**Problem description:**
Return the data below, unchanged.
___ Extracted data
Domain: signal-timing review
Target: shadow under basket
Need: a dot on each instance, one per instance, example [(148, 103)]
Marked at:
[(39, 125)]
______
**Answer to the exercise:**
Domain: signal-timing review
Target: shadow under basket
Need: a dot on each instance, one per instance, example [(148, 103)]
Marked at:
[(39, 125)]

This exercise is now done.